Dataset extract section start

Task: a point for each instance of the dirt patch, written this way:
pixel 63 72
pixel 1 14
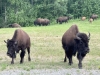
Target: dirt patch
pixel 51 72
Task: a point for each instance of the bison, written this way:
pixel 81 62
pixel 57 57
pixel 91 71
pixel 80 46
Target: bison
pixel 14 25
pixel 19 41
pixel 62 19
pixel 75 42
pixel 90 20
pixel 94 16
pixel 41 21
pixel 83 18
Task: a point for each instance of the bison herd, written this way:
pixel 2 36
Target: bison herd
pixel 73 42
pixel 60 20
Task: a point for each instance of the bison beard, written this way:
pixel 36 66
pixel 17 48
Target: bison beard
pixel 75 42
pixel 19 41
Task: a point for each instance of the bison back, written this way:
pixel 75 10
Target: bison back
pixel 21 37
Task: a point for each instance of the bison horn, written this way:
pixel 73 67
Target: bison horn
pixel 77 37
pixel 5 41
pixel 89 36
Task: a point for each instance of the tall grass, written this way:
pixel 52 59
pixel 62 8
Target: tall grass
pixel 46 47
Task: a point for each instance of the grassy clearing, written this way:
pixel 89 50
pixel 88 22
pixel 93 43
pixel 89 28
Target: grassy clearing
pixel 46 48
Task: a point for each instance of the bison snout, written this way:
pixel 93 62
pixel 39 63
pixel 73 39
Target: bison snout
pixel 9 54
pixel 87 50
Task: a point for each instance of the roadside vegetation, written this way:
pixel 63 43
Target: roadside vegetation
pixel 46 47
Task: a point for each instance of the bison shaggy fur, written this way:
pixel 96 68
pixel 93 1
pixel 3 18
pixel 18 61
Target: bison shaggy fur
pixel 19 41
pixel 14 25
pixel 75 42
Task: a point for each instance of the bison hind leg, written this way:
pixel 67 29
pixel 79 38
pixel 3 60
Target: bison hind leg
pixel 65 48
pixel 28 50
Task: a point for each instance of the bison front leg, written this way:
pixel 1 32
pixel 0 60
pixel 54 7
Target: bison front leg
pixel 28 50
pixel 22 54
pixel 65 57
pixel 12 62
pixel 80 58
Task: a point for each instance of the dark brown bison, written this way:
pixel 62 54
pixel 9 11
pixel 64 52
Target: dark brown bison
pixel 75 42
pixel 62 19
pixel 90 20
pixel 19 41
pixel 41 21
pixel 94 16
pixel 83 18
pixel 14 25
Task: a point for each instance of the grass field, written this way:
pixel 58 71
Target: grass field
pixel 46 47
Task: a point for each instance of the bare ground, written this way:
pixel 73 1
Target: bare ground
pixel 51 72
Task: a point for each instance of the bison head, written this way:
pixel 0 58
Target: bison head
pixel 12 47
pixel 82 41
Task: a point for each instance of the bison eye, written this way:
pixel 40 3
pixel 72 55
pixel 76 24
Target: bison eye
pixel 81 42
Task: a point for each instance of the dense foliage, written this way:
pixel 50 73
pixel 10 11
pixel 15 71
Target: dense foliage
pixel 25 12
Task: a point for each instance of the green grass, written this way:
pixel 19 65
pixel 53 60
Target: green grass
pixel 46 47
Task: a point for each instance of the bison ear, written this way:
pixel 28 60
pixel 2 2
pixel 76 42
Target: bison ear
pixel 89 36
pixel 77 39
pixel 15 42
pixel 6 41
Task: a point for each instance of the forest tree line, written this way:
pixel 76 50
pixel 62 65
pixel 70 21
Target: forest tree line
pixel 25 12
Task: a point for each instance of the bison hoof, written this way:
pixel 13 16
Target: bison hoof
pixel 12 62
pixel 71 63
pixel 80 66
pixel 21 62
pixel 29 59
pixel 64 60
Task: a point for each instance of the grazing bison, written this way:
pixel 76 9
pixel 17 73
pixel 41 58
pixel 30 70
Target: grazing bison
pixel 90 20
pixel 19 41
pixel 83 18
pixel 75 42
pixel 41 21
pixel 14 25
pixel 62 19
pixel 94 16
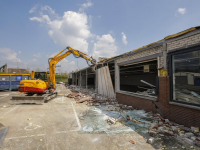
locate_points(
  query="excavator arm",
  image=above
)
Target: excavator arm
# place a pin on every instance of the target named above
(58, 57)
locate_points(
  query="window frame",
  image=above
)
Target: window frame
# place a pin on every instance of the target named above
(170, 71)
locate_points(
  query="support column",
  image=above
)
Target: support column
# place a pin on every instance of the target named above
(117, 77)
(80, 79)
(96, 80)
(86, 78)
(76, 78)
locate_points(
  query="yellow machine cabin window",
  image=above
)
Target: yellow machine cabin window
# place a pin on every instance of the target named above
(41, 75)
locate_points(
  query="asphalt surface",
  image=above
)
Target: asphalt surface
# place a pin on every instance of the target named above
(55, 125)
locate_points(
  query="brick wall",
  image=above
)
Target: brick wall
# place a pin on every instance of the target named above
(183, 42)
(181, 115)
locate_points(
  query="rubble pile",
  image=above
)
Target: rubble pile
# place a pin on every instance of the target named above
(155, 124)
(163, 127)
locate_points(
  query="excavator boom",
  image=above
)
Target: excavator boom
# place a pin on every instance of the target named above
(57, 58)
(37, 90)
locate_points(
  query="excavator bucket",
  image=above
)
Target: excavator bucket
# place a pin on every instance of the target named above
(33, 98)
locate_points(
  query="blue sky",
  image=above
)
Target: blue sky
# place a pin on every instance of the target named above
(33, 31)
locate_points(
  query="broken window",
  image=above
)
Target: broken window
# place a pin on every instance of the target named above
(139, 78)
(186, 77)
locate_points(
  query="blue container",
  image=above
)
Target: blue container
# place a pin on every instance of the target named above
(4, 85)
(197, 81)
(11, 81)
(14, 85)
(25, 77)
(18, 78)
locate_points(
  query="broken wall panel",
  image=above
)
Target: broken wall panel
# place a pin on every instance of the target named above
(105, 86)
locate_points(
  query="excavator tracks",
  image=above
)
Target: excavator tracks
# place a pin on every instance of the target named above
(33, 98)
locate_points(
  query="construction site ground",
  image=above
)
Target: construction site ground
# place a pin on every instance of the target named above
(56, 125)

Dataset extract section end

Instructions for the task
Look through the entries. Copy out each line with "broken" in it.

Task output
  query="broken window",
Target: broken window
  query="broken wall panel",
Target: broken wall panel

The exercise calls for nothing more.